Dataset records:
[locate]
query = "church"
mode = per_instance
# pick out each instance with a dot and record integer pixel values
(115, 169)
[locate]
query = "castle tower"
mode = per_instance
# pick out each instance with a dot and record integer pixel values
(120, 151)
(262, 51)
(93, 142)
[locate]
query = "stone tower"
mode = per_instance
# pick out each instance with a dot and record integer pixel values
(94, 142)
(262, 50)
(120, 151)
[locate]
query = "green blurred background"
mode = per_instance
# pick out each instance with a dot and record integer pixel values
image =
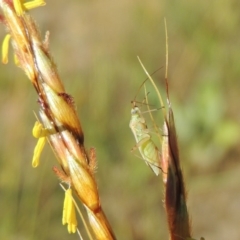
(95, 45)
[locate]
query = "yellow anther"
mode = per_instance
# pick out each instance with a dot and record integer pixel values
(39, 131)
(34, 4)
(5, 47)
(69, 213)
(18, 6)
(37, 151)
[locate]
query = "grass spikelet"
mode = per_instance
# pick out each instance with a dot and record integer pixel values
(59, 122)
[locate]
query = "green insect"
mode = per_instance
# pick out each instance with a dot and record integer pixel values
(147, 148)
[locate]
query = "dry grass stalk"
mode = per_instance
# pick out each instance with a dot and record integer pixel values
(59, 122)
(175, 195)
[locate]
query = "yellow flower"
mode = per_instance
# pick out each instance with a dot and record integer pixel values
(38, 132)
(69, 213)
(38, 150)
(5, 47)
(20, 7)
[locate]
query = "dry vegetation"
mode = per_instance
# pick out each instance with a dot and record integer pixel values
(95, 49)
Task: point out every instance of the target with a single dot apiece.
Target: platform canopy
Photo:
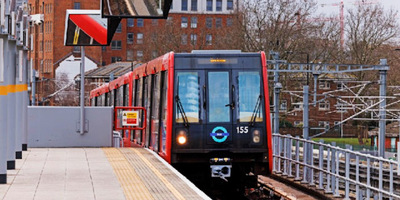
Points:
(88, 28)
(135, 8)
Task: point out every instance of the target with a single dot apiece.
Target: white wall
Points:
(71, 66)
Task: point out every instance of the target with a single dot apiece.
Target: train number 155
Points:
(242, 129)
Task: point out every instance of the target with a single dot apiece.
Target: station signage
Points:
(130, 118)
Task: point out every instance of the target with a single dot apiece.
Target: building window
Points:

EXERCISE:
Copy out each line of the data that holds the string "green".

WRITTEN SOLUTION:
query = "green blurred background"
query = "green insect"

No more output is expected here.